Montag, 14. März 2016

OVG Koblenz stellt sich gegen VG Trier - Rodungsarbeiten für Windkraftanlagen einstweilen gestoppt

(LEXEGESE) - Das OVG Koblenz hat mit Beschlüssen vom 3. März 2016 (Az. 8 B 10233/16.OVG und 8 B 10234/16.OVG) die Rodungsarbeiten für die geplante Errichtung von Windenergieanlagen im Landkreis Bernkastel-Wittlich einstweilen - durch eine Zwischenverfügung - gestoppt. 

Damit können bis zur endgültigen Entscheidung des Senats über die Beschwerde des Naturschutzbundes Deutschland (NABU) gegen die Beschlüsse des VG Trier vom 3. März 2016, mit denen die Eilanträge des NABU abgelehnt wurden, die Rodungsarbeiten nicht fortgesetzt werden.
□ □ □
- _Aufgabenstellung_: Setzen Sie die Meldung über den vorläufigen Rodungsstopp durch das OVG Koblenz im Anschluss an ihren letzten Satz fort. Die Datensätze sind eigenständiges Material und gehören nicht zu diesem Text.
□ □ □
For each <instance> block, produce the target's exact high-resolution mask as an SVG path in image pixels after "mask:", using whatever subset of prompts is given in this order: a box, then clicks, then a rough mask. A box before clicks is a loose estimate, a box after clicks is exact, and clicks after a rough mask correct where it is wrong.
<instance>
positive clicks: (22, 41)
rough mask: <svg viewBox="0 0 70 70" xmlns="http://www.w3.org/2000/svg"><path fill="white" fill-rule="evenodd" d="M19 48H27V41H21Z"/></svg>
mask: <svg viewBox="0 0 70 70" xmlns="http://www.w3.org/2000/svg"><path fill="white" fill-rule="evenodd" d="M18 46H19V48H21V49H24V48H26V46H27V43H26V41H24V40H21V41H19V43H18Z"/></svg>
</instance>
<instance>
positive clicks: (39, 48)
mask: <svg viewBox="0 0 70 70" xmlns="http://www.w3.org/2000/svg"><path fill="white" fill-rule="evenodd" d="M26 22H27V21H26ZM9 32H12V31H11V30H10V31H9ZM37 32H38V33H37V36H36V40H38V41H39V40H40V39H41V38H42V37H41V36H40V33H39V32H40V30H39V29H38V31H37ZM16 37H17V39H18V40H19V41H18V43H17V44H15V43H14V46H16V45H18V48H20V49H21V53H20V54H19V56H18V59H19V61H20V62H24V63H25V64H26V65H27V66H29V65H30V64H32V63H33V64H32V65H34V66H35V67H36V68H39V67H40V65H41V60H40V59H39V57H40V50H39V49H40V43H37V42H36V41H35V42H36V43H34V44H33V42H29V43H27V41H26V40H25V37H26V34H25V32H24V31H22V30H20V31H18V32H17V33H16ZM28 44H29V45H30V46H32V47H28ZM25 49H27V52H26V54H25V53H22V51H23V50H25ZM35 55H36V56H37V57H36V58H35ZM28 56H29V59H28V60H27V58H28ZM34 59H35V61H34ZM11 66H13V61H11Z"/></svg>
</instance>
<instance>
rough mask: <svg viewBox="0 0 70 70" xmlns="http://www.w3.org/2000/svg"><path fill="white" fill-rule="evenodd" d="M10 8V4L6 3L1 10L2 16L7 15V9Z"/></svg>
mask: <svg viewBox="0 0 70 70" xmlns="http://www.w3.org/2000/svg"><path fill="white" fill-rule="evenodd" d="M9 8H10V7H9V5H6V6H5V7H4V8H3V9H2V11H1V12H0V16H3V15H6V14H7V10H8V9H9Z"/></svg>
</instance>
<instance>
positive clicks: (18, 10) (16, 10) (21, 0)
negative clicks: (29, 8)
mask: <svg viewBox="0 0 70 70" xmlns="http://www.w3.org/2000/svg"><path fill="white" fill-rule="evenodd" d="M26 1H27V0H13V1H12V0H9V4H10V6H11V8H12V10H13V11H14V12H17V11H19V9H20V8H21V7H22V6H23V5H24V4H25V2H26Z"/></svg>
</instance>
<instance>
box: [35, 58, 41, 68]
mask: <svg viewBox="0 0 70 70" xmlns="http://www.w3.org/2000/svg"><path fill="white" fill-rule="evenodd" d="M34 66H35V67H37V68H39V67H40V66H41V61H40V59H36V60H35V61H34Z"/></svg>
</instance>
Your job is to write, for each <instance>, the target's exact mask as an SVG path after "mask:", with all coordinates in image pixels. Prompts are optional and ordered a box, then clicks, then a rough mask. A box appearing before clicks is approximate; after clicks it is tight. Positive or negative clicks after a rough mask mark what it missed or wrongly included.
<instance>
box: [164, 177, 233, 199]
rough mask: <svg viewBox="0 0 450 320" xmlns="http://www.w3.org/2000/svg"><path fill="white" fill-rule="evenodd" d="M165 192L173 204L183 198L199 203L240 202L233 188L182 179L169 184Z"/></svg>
□ □ □
- _Ergebnis der Aufgabe_:
Nach Auffassung des OVG Koblenz spricht entgegen der Vorinstanz Überwiegendes dafür, die Antragsbefugnis des NABU nach dem Umweltrechtsbehelfsgesetz zu bejahen. Das Gericht hält eine Zwischenentscheidung für geboten, weil bei einer Fortsetzung der mit den angefochtenen Bescheiden zugelassenen Rodungsarbeiten die Schaffung vollendeter Tatsachen drohe.